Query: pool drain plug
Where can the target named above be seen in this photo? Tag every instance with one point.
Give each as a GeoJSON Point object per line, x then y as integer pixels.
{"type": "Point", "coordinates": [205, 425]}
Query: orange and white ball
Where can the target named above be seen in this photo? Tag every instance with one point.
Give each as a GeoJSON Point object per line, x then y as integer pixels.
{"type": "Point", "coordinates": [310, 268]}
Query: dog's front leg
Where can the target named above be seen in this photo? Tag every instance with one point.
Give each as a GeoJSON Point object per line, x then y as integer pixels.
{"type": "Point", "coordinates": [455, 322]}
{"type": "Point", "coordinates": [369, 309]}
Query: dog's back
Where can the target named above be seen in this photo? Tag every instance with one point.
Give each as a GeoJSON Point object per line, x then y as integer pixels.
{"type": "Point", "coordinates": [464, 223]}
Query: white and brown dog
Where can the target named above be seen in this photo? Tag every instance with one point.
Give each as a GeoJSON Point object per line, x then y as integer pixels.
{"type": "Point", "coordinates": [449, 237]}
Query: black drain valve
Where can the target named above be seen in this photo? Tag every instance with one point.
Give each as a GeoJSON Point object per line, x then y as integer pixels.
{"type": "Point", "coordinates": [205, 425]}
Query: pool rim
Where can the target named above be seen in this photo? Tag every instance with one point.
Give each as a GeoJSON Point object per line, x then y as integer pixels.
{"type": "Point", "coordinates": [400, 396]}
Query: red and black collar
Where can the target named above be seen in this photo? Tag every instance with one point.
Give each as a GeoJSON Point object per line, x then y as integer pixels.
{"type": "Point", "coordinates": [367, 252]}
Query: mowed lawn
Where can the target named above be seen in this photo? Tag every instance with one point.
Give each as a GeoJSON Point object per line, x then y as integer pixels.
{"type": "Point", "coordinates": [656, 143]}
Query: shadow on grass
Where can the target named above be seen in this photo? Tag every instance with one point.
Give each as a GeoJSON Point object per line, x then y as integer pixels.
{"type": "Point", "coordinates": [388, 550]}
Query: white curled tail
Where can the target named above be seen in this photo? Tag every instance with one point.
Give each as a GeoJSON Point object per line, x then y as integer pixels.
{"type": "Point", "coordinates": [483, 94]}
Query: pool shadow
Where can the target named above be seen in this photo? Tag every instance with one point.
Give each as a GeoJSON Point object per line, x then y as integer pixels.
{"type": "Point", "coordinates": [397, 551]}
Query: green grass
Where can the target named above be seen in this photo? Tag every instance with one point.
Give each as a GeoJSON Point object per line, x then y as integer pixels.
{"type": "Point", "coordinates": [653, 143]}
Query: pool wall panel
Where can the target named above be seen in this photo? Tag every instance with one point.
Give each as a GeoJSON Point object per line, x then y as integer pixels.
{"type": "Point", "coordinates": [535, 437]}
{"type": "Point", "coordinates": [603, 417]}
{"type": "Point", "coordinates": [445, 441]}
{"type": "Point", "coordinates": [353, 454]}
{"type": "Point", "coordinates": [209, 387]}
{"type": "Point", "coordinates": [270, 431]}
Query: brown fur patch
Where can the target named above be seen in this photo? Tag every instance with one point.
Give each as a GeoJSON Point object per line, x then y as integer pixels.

########

- **What to work on**
Go through the entries above and copy out every line that includes the word "shadow".

- **Exercise result**
Query: shadow on grass
Query: pool shadow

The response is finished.